TASK TO CARRY OUT: Convert every line of the entries below into a JSON list of strings, one string per line, leaving out blank lines.

SUPPLIED MATERIAL:
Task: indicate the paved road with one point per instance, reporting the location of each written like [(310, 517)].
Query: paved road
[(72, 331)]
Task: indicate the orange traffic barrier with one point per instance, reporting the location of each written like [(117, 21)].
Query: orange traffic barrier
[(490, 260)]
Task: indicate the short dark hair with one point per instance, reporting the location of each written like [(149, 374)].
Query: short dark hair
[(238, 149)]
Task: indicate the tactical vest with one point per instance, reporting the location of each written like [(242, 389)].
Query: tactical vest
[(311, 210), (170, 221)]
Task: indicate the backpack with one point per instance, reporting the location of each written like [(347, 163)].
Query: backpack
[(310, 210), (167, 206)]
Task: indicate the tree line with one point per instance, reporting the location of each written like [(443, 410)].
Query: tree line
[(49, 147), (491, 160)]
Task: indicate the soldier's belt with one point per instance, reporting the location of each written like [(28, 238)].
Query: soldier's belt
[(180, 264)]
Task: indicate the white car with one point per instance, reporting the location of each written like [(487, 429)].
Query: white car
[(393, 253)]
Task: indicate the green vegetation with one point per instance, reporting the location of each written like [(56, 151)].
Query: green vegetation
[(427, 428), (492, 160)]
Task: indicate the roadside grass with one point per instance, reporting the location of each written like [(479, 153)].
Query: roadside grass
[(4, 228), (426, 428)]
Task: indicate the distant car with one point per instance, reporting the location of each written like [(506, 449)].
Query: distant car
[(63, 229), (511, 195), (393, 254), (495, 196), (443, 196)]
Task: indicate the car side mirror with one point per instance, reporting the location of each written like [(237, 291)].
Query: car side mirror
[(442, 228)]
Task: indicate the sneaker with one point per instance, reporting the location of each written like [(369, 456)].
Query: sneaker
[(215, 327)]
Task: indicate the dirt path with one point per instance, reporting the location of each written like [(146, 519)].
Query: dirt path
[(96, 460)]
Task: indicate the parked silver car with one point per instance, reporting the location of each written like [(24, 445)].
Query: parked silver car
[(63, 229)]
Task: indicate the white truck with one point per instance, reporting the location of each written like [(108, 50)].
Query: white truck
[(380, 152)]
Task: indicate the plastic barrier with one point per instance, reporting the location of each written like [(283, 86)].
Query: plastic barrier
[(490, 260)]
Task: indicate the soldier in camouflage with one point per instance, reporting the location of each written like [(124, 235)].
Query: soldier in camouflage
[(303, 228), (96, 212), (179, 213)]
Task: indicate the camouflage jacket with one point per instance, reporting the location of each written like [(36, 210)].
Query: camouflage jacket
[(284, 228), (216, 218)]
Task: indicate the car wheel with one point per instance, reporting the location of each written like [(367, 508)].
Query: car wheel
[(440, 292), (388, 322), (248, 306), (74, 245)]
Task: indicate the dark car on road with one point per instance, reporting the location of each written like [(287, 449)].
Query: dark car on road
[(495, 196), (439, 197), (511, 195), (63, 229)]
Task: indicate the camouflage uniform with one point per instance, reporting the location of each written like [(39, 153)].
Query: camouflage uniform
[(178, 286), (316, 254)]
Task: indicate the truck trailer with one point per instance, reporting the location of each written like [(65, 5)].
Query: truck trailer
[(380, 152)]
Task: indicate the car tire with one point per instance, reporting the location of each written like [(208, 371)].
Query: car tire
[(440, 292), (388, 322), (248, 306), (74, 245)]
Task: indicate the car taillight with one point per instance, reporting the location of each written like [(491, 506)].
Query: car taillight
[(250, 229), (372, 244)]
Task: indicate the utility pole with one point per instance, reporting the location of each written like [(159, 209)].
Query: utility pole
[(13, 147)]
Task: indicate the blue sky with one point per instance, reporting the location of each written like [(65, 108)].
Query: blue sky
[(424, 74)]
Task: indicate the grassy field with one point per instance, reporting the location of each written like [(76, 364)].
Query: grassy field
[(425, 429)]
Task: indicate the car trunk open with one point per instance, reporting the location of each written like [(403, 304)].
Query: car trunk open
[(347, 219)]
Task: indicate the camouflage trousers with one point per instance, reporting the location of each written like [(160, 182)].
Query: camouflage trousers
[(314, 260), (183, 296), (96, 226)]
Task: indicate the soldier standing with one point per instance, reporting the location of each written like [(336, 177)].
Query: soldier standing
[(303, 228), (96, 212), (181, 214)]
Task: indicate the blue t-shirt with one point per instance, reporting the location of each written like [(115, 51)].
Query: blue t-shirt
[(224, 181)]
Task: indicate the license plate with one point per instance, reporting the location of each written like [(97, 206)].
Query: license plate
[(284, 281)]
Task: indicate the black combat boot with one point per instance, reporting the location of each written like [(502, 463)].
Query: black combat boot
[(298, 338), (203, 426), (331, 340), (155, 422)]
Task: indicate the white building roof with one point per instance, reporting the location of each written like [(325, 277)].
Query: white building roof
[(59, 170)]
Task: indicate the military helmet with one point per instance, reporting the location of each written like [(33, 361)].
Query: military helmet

REPLY TO THE TASK:
[
  "Task: indicate the paved road with one point per instance, reporting the location of each written like [(310, 517)].",
  "Query: paved road",
  "[(72, 331)]",
  "Task: indicate the orange traffic barrier with one point per instance, reporting the location of each written like [(117, 21)].",
  "Query: orange traffic barrier",
  "[(490, 260)]",
  "Task: indicate the short dark hair with one point per instance, reporting the location of each written like [(149, 374)].",
  "Query: short dark hair",
  "[(238, 149)]",
  "Task: indicate the tactical vest with one point per instance, reporting the location of each written like [(242, 389)].",
  "Query: tactical vest",
  "[(311, 210), (170, 221)]",
  "Task: indicate the backpack with one point per instance, reporting the location of each written like [(347, 163)].",
  "Query: backpack",
  "[(310, 210), (167, 206)]",
  "Task: indicate the tree line with one point per instance, reporting the location of each written like [(443, 410)].",
  "Query: tree line",
  "[(49, 147), (491, 160)]",
  "Task: indicate the soldier's belt with one point per instance, reporting the location of each written like [(28, 238)].",
  "Query: soldier's belt",
  "[(180, 264)]",
  "Task: indicate the white car with one point per instance, reporting the location of each written like [(487, 429)].",
  "Query: white car",
  "[(393, 253)]",
  "Task: indicate the green vegetation with one point per instance, reporting the location of each written like [(56, 151)].",
  "Query: green vegetation",
  "[(427, 428), (492, 160)]",
  "Task: indicate the roadside grass with one point per instance, reporting the location of each written like [(479, 153)].",
  "Query: roadside grass",
  "[(4, 228), (426, 428)]",
  "Task: indicate the distant car with one point per instance, reporting the location of each written like [(506, 449)].",
  "Query: distant car",
  "[(63, 229), (511, 195), (393, 254), (495, 196), (443, 196)]",
  "Task: indicate the car side mirror with one point per instance, reporting the location of each written like [(237, 291)].",
  "Query: car side mirror",
  "[(442, 228)]",
  "Task: indicate the sneaker with one point per instance, reporting the location of each written like [(369, 456)].",
  "Query: sneaker",
  "[(215, 327)]",
  "Task: indicate the dirt path with one point per instance, reporting the location of each written like [(146, 519)].",
  "Query: dirt path",
  "[(96, 460)]",
  "Task: indicate the parked silver car with one point per instance, reporting the location of each written like [(24, 445)].",
  "Query: parked silver car",
  "[(63, 229)]",
  "Task: indicate the white truck with one point per instance, reporting the location of each written like [(108, 50)].",
  "Query: white truck",
  "[(380, 152)]",
  "Task: indicate the plastic barrier with one point per instance, reporting the location of each written like [(283, 86)].",
  "Query: plastic barrier",
  "[(490, 260)]",
  "Task: indicate the soldier in camouflage with one point per instance, reporting the location of each written like [(124, 235)].",
  "Query: soldier in camouflage",
  "[(303, 228), (96, 212), (179, 213)]",
  "Task: indicate the camouflage jacket with one point per instance, reporting the location of each written like [(36, 210)].",
  "Query: camouflage jacket",
  "[(284, 228), (216, 218)]",
  "Task: indicate the car wheel with one point per instance, reporting the location of each written like [(367, 508)].",
  "Query: car wheel",
  "[(440, 292), (388, 322), (248, 306), (74, 245)]",
  "Task: indicate the dark car on road with one point per instance, reporting the location of each written like [(287, 449)].",
  "Query: dark car on road",
  "[(495, 196), (439, 197), (511, 195), (63, 229)]",
  "Task: indicate the camouflage uniform with one point per instance, reporting the location of each written like [(39, 153)].",
  "Query: camouflage uniform",
  "[(178, 286), (316, 254)]",
  "Task: indicate the truck trailer with one point per instance, reporting the location of each written like [(65, 5)].",
  "Query: truck trailer",
  "[(380, 152)]",
  "Task: indicate the car tire with one point per instance, reporting the location of each written like [(208, 371)].",
  "Query: car tire",
  "[(440, 292), (388, 322), (248, 306), (74, 245)]",
  "Task: indicate the car taillight with one point per instance, reporting the location of each written like [(491, 506)].",
  "Query: car taillight",
  "[(250, 229), (372, 244)]",
  "Task: indicate the utility pole with one point per instance, reporting the location of each written like [(159, 209)].",
  "Query: utility pole",
  "[(13, 147)]",
  "Task: indicate the blue sky with one point per instance, reporting the location of each written like [(65, 108)].",
  "Query: blue sky",
  "[(424, 74)]",
  "Task: indicate the grassy field with one point per instance, reporting the location of each written like [(76, 364)].",
  "Query: grassy field",
  "[(425, 429)]",
  "Task: indicate the car trunk open with one point per instance, reporting the location of each written like [(403, 304)].",
  "Query: car trunk open",
  "[(347, 219)]",
  "Task: indicate the camouflage trousers with one point per instance, reporting the location of each written like [(160, 182)].",
  "Query: camouflage trousers",
  "[(314, 260), (183, 296), (96, 226)]",
  "Task: indicate the soldier standing with one point per instance, reporting the location of each written like [(336, 177)].",
  "Query: soldier standing",
  "[(303, 228), (96, 212), (181, 214)]",
  "Task: indicate the blue t-shirt with one point per instance, reporting the location of each written like [(115, 51)].",
  "Query: blue t-shirt",
  "[(224, 181)]",
  "Task: indicate the license plate with one point per instance, reporting the location of each written like [(97, 206)].",
  "Query: license plate",
  "[(284, 281)]",
  "Task: indicate the black combat boot with one point per instance, reporting the location of each written like [(502, 463)].",
  "Query: black combat boot",
  "[(298, 338), (203, 426), (331, 340), (155, 422)]",
  "Task: indicate the white building roof with one point per instance, reporting the location of each written like [(325, 277)].",
  "Query: white building roof",
  "[(59, 170)]",
  "Task: indicate the military helmet with one point per instance, reporting the location of each written like [(33, 361)].",
  "Query: military helmet"
]